Text passage »
Was TADA genuinely abused? TADA's story is
the most abused peace time non-emergency legislation of Independent
India. The statistics are startling. Till 1994, some 76,000
people were arrested. Acquittals were low - in November 1993
assessed at 0.81 per cent in some areas. Non-terrorist Gujarat
saw a conspirational communal use. By the year 1999 (years
after TADA lapsed in 1995), 1,344 cases were yet to be investigated
and 4,958 trials to be completed. In the Shaheen Welfare case,
an embarrassed Supreme Court ordered the review of needless
arrests and detentions. Potentiality for abuse is not a ground
for unconstitutionality. But, even the Law Commission agrees
that unconstitutionality is not the only test. The process
is the punishment. Like TADA, POTO will encourage local police
terrorism, communalism, mindless arrests, compulsory jail
not bail and long drawn trials. Draconian laws invite such
state terrorism to wipe out civil liberties. Potential abuse
cannot be ignored.
It POTO really draconian? The short answer
is yes. The definition of terrorism is still too wide and
could be used against strong protests outside Government buildings.

Tasks to perform »
[1] For each statement about the passage on TADA and POTO, answer yes or no depending on whether it agrees with the passage, and quote the words that decide it: (a) About 76,000 people had been arrested under TADA by 1994. (b) TADA lapsed in 1995. (c) The Supreme Court approved the arrests and detentions in the Shaheen Welfare case.
[2] Write the next few sentences of the passage on TADA and POTO, picking up after its final sentence.
You can ignore the entries after this text.

Extracted information »
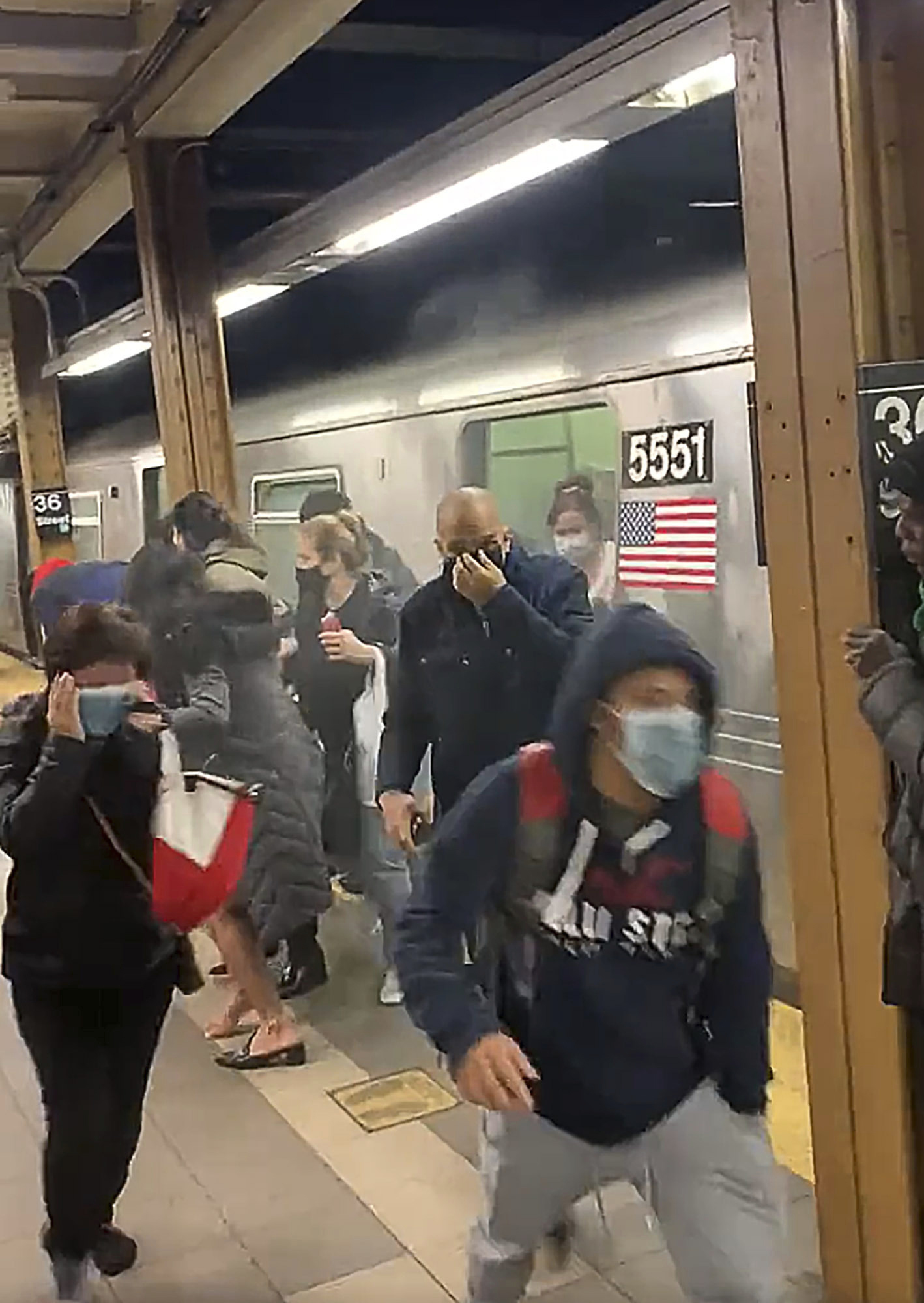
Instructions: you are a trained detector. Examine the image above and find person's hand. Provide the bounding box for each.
[843,628,901,679]
[456,1032,540,1113]
[378,792,417,851]
[48,674,86,741]
[452,551,507,606]
[318,629,375,665]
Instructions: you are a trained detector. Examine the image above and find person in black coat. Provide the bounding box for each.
[378,489,593,848]
[0,605,180,1299]
[285,511,409,1005]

Set of answers »
[1]
(a) Yes: "Till 1994, some 76,000 people were arrested."
(b) Yes: "years after TADA lapsed in 1995"
(c) No: "an embarrassed Supreme Court ordered the review of needless arrests and detentions."

[2]
Bail will not be granted unless ``he is not guilty of committing
(the) offence'' (Sect. 48(7). The investigation period can
stretch to 120 days (Sec. 48(2). The ``citizen spy'' provisions
requiring even journalists (but not lawyers) to reveal information
of material assistance carries a punishment of 3 years and
unlimited fine (Sect. 3(8) and 14) - compared to the normal
punishment of 3 months and a Rs. 200 fine with bail. POTO
permits confessions to the police (Sect. 32). The strong presumptions
against the accused continue (Sect. 4 with 27 and 52). The
curious concept of a preparatory offence goes well beyond
the normal criminal law concepts of ``attempt'' and abetment
(Sect. 3(3)). The new compensation provision (Section 56)
for mala fide abuse is impossible to prove and, militates
against the good faith, immunity provided by POTO (Section
57). Properties of alleged terrorists can be confiscated even
if they are not tried. The summary post-confiscation procedure
cannot mitigate the width of the abuse and consequences (Section
6). Unwelcome organisations can be banned more easily (Chapter
III) in a manner inconsistent with the Supreme Court decision
in V. G. Row's case (1952) injuncting banning by notification.
Yet, 23 organisations have been statutorily banned. More will
follow. The power to intercept communication (Chapter V) is
extremely wide. It is designed to permit 17 days of interception
by a Joint Secretary with relative impunity stretching to
60 days. The nation may never know how, why and for what reason.
There is lip service to the procedure prescribed by the Supreme
Court's PUCL decision (1995). But, these provisions are wide,
new and need scrutiny. Lay political appointees reviewing
interception and organisational bans may outvote the Chairman
Judge (Sect. 59). That Superintendents of Police and their
Deputies have been placed in-charge of various investigations
and powers is hardly a safeguard. It is impossible to believe
that the mayhem caused by TADA was not to the knowledge of
these officers. The Special Judges will be chosen with political
care and confirmed, perhaps, by uninformed judicial oversight.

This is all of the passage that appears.